## INSTRUCTIONS TO FOLLOW
Please render the records below as a JSON list of strings, one string per line, with blank lines skipped and the pictures left out.

## Records from a collection
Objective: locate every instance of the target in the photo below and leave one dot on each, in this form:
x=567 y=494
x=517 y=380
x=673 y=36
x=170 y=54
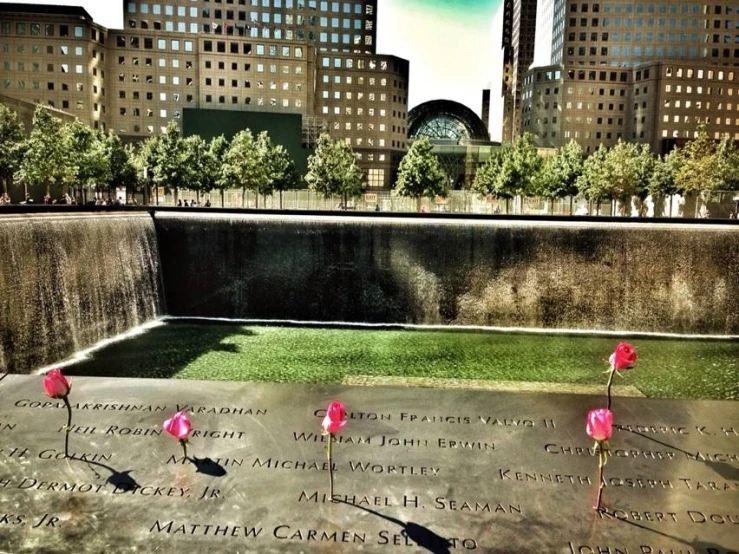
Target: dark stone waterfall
x=630 y=276
x=69 y=281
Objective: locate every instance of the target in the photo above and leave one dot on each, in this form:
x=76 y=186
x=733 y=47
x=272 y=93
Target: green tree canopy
x=333 y=170
x=89 y=156
x=419 y=173
x=242 y=164
x=558 y=176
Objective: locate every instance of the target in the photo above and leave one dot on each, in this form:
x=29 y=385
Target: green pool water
x=671 y=368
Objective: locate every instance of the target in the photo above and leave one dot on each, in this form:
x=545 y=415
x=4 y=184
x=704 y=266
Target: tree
x=145 y=162
x=697 y=164
x=282 y=170
x=487 y=174
x=89 y=157
x=12 y=145
x=558 y=177
x=196 y=161
x=522 y=166
x=122 y=169
x=333 y=170
x=217 y=149
x=242 y=165
x=512 y=170
x=46 y=160
x=661 y=184
x=727 y=164
x=169 y=160
x=644 y=164
x=419 y=173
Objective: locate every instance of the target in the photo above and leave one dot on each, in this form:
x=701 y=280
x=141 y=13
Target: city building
x=647 y=72
x=519 y=29
x=313 y=58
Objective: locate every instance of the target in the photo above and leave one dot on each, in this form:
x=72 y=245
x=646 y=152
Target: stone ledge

## FINAL RESULT
[
  "Objective: locate every instance of the target in the photo below and leave one dot on each, in this form:",
  "x=567 y=494",
  "x=517 y=380",
  "x=673 y=36",
  "x=170 y=54",
  "Target: dark stone waterfall",
  "x=630 y=276",
  "x=69 y=281",
  "Objective: locate every instance of the target in the photo above and leave one dot on each, in this form:",
  "x=76 y=186",
  "x=733 y=47",
  "x=272 y=93",
  "Target: green tree canopy",
  "x=333 y=170",
  "x=89 y=156",
  "x=419 y=173",
  "x=242 y=164",
  "x=558 y=176",
  "Objective: locate every instance of the target in the photo above and leave one dot on each, in this form:",
  "x=29 y=385",
  "Target: green pool water",
  "x=671 y=368",
  "Objective: locate every instance of the target in the photo above and leave one dot on each, in this form:",
  "x=545 y=415",
  "x=4 y=184",
  "x=704 y=266",
  "Target: tree",
  "x=145 y=162",
  "x=697 y=164",
  "x=282 y=170",
  "x=487 y=174",
  "x=89 y=157",
  "x=12 y=145",
  "x=558 y=177",
  "x=196 y=161",
  "x=522 y=166",
  "x=122 y=169",
  "x=333 y=170",
  "x=217 y=149",
  "x=242 y=165",
  "x=512 y=170",
  "x=46 y=160",
  "x=661 y=184",
  "x=727 y=164",
  "x=169 y=160",
  "x=644 y=164",
  "x=419 y=173",
  "Objective: locate every instance of the target in the photo above and leave one dot on each, in this form:",
  "x=701 y=280",
  "x=141 y=13",
  "Target: city building",
  "x=647 y=72",
  "x=519 y=29",
  "x=313 y=58",
  "Objective: locate every instance of the target in the photo above and leave one dot on each, in this form:",
  "x=72 y=245",
  "x=646 y=152",
  "Target: stone ledge"
]